Part 6: Programming for the Hall Effect Sensor and PWM Control
The complete source code for this tutorial can be downloaded here.
With the ability to send commands to the motor via CAN, the next task to address is making the motor move. This requires knowing which electromagnetic coils should receive power and generating the PWM signal that will be sent to them.
Inside the motor are three Hall effect sensors, just as there are three coils. For every position of the rotor as it spins, two of these sensors will be triggered. Each combination of two sensors corresponds to a conductive phase of the motor and dictates the PWM signal each coil should receive (active high, active low, forced high, or forced low) to keep the rotor moving.
Hall effect sensor sequence as shown in Maxon reference materials.To generate the PWM signals that will be sent to the coils, the F2811’s Event Manager peripheral will be used. The Event Manager works by allowing timers to be configured such that they produce a carrier frequency for the PWM signal. As the timers tick away, the value of their count is compared to the value of a ‘compare’ register. If the two values match, there is a transition in the signal. Depending on configuration, the count will either restart from zero or counts backwards to zero once it reaches its defined end (set in the ‘period’ register). If the timer is setup to count backwards, a second compare will occur.
Take, for instance, a timer counting from zero to 5 and then back to zero. When the timer reaches 2 (the ‘compare’ value), an associated PWM signal will go from low to high. It will stay high until the timer hits 2 again while counting backwards. If each tick is considered an equal time segment of the period, the PWM signal would have a duty cycle of 50% because it was high for five ticks (3, 4, 5, 4, 3). Therefore, by changing the value of the compare registers, different duty cycles can be realized. This is a simplified example of how the Event Manager works, but the principles are the same.
HMC_CommonDefinitions.h
#define PWM_SIGNALMAX 1187
#define PWM_SAFTEYGAP 200
#define PWM_DEADZONE 25
The constants defined in the PWM section of HMC_CommonDefinitions.h are used when calculating the compare values that will ultimately control the duty cycle of the PWM signal.
HMC_HallSensor-PWM.c
extern struct mPARAMS { // Motor Parameters
INT16 PWMSignal; // Indicates PWM Signal (value for CMPRx registers)
UINT16 Direction; // Indicates Direction of motor
unsigned PWMRun:1; // Indicate if PWM is enabled for direct running
unsigned PosControlRun:1; // Indicate if position control is enabled
unsigned PosControlGo:1; // Indicate if position control should goto DestRefPos
sLWord OrigRefPos; // Origin Reference Position
sLWord DestRefPos; // Destination Reference Position
sLWord DeltaRefPos; // Delta between the OrigRefPos and DestRefPos
sLWord NextRefPos; // Next, interpolated, Reference Position
sLWord PrevPos; // A Previous Position recovered from encoder
sLWord Pos; // Position recovered from encoder
Word KP; // P gain of Position controller
Word KD; // D gain of Position controller
sLWord IntpolStepSize; // Interpolation Step Size
sLWord IntpolStepCount; // Interpolation Step Count
} MotorParams;
extern void InitEVA(void);
extern void InitializeMotorParams(void);
extern void DriveMotor(void);
In addition to declarations for functions defined in HMC_HallSensor.c that will be called from other source files, HMC_HallSensor.h also declares the very important MotorParams structure. The purpose of this structure is to hold any data related to the motor or its control.
___
> Directions
Carry on the Hall effect sensor and PWM control tutorial, starting right after its last sentence.
___
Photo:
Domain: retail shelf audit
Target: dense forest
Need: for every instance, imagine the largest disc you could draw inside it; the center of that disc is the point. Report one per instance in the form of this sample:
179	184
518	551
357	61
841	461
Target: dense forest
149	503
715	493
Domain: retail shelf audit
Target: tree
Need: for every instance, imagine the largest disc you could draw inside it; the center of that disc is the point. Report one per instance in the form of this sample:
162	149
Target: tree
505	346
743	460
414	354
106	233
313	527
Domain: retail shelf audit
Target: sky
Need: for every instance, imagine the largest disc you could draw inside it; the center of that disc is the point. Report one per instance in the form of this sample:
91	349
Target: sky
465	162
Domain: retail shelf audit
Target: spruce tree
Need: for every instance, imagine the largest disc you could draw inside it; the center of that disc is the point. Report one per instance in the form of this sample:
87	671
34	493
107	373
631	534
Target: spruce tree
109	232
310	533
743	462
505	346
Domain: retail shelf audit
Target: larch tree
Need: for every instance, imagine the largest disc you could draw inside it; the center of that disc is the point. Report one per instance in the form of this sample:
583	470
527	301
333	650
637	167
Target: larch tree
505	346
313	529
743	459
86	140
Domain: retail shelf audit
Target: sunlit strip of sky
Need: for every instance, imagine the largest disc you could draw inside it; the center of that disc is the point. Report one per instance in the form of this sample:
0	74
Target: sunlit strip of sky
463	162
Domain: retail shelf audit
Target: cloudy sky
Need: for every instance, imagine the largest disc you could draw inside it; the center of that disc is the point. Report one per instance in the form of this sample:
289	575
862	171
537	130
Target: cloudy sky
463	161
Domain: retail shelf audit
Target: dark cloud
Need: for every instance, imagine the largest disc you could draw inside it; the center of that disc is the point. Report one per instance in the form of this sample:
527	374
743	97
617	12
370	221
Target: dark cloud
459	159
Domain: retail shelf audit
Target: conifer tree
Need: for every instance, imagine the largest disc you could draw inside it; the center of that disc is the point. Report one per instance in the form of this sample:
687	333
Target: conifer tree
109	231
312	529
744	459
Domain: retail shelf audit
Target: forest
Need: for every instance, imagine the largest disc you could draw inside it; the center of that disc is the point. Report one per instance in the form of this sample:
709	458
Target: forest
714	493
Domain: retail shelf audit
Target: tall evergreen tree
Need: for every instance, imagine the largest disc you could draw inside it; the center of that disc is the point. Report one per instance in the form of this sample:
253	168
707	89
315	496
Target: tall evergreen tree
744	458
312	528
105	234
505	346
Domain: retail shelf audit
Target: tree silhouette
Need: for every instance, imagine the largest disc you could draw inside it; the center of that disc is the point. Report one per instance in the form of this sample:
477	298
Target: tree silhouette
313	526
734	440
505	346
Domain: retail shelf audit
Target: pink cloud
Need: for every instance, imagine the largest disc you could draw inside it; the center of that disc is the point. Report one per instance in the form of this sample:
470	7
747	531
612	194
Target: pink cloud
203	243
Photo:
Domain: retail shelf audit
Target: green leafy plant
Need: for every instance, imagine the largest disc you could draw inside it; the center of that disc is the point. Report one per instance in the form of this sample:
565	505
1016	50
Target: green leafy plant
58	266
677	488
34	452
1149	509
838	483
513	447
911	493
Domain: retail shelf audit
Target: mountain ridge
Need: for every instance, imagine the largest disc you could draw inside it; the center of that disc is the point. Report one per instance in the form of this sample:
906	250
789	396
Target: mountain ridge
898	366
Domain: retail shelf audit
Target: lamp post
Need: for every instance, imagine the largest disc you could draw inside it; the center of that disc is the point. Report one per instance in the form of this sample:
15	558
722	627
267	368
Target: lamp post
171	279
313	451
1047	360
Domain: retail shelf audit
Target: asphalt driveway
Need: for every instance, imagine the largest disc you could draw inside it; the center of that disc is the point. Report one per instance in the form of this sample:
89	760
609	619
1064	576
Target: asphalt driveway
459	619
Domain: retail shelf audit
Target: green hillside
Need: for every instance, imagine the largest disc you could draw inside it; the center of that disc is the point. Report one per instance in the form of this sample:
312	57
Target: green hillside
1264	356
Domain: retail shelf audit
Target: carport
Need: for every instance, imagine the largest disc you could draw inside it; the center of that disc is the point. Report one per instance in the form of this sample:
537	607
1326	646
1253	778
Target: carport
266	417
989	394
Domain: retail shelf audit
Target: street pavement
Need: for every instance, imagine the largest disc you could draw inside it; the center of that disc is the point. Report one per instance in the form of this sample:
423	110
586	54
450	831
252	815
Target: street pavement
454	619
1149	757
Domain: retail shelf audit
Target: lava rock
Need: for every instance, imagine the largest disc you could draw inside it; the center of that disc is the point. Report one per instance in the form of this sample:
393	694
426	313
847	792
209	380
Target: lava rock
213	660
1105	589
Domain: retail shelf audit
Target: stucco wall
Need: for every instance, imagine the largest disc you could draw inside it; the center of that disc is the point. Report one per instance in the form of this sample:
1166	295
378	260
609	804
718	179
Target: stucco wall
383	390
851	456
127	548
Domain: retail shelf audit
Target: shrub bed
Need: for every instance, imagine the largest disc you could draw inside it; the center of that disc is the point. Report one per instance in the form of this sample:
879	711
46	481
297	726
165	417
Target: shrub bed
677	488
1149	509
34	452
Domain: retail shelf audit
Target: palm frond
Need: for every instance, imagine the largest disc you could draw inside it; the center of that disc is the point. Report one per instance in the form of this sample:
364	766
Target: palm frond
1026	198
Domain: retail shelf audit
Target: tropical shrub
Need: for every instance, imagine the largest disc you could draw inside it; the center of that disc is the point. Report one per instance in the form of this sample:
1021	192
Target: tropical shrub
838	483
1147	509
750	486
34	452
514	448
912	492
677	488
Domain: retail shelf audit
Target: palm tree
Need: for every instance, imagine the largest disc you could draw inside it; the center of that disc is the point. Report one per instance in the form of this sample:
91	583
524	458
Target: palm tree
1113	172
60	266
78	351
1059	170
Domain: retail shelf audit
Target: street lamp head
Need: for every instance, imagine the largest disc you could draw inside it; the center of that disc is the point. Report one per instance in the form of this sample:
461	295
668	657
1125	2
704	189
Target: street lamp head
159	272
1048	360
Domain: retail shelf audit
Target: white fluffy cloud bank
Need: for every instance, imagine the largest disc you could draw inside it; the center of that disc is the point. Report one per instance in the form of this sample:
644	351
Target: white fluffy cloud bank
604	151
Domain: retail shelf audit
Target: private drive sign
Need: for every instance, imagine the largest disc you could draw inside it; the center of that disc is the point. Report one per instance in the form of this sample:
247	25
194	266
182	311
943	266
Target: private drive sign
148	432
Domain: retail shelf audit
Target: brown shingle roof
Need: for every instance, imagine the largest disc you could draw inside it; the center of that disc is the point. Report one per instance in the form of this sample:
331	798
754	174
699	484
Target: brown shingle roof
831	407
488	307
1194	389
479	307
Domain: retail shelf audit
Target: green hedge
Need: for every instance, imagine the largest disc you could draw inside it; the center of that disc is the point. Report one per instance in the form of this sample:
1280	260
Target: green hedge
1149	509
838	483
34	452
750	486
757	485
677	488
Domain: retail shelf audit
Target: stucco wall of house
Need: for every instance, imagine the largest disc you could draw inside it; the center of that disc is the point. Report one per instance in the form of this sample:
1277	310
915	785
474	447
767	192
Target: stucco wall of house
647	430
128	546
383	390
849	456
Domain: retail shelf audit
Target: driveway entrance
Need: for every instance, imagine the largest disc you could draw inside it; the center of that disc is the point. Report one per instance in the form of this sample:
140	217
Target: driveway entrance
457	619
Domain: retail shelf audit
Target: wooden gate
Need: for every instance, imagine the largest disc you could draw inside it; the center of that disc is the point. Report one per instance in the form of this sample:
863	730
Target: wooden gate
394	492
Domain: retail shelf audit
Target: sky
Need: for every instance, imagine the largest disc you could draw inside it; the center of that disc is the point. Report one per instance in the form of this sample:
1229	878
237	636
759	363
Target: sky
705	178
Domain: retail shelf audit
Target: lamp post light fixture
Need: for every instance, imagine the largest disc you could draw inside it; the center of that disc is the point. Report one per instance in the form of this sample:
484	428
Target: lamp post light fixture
___
> Output
UINT16 hsOutputStates[16]= {0x0CCC,0x06F3,0x0F36,0x063F,0x036F,0x0F63,0x03F6,0x0CCC,
0x0CCC,0x03F6,0x0F63,0x036F,0x063F,0x0F36,0x06F3,0x0CCC};
void InitEVA(void)
{
EvaRegs.T1PR = 0x04E2; // Timer1 period : 20kHz (Carrier Freq.)
EvaRegs.T1CMPR = 0x3C00; // Timer1 compare
EvaRegs.T1CNT = 0x0000; // Timer1 counter
// modify continuous up and down mode for deadband
EvaRegs.T1CON.all = 0x1042; // 0001 0000 0100 0010
// Initalize EVA Timer2 as a encoder
EvaRegs.T2PR = 0xFFFF; // Timer2 period
EvaRegs.T2CNT = 0x0000; // Timer2 counter
EvaRegs.T2CON.all = 0xD870; // 1101 1000 0111 0000
// Enable compare for PWM1-PWM6
EvaRegs.CMPR1 = 0;
EvaRegs.CMPR2 = 0;
EvaRegs.CMPR3 = 0;
// Compare action control. Action that takes place
// on a cmpare event
// output pin 1 CMPR1 - active high
// output pin 2 CMPR1 - active low
// output pin 3 CMPR2 - active high
// output pin 4 CMPR2 - active low
// output pin 5 CMPR3 - active high
// output pin 6 CMPR3 - active low
EvaRegs.ACTRA.all = 0x0AAA;
EvaRegs.DBTCONA.all = 0x0000; // no deadband
EvaRegs.COMCONA.all = 0xA600;
}
Following the definition of hsOutputStates is the definition for InitEVA(). This function handles the configuration of the Event Manager. Although there are actually two Event Managers (EVA and EVB) on the F2811 DSP, only one is needed to control a single motor.
The first aspect of the Event Manager to be configured is GP (General Purpose) Timer 1. This will be the timer that is used to produce the PWM output signals. Using the T1CON register, it is setup for continuous up/down counting mode and enabled. The PWM carrier freuency and T1 compare value are also set, via register T1PR and T1CMPR, respectively.
Rather than being utilized for PWM generation, the second GP Timer is used to read the encoder. As explained earlier in the tutorial (Part 1, Getting Started with the HUBO Lab Motor Controller...), the encoder operates using a quadrature encoder pulse (QEP). By setting up the timer to use directional up/down counting and a QEP circuit as its external input, it will automatically recover a position value from the encoder.
After the timers, the PWM compare and the Compare Action Control (ACTRA) registers are initialized. The ACTRA register is what dictates how PWM signals transition when a compare match occurs (as in forced high, active low, etc). In order to keep the rotor spinning, this register must constantly be updated based on the position of the rotor as described by the Hall effect sensors. The mechanism for doing this explained below.
The final lines of InitEVA() disable the PWM deadbands and enable timer comparison for all three PWM compare registers.
void InitializeMotorParams(void)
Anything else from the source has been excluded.